LISTED RECORDS:
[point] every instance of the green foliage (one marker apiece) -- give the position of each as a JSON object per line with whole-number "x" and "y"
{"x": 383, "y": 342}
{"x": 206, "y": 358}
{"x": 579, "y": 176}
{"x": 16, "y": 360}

ACTIVITY:
Every record must be transcribed exactly, with no line skipped.

ANSWER FOR THE TASK:
[point] every instance of the green foliage (one marker apiece) -- give the position of each as a JSON object per line with whole-number "x" and "y"
{"x": 383, "y": 342}
{"x": 206, "y": 358}
{"x": 579, "y": 176}
{"x": 16, "y": 360}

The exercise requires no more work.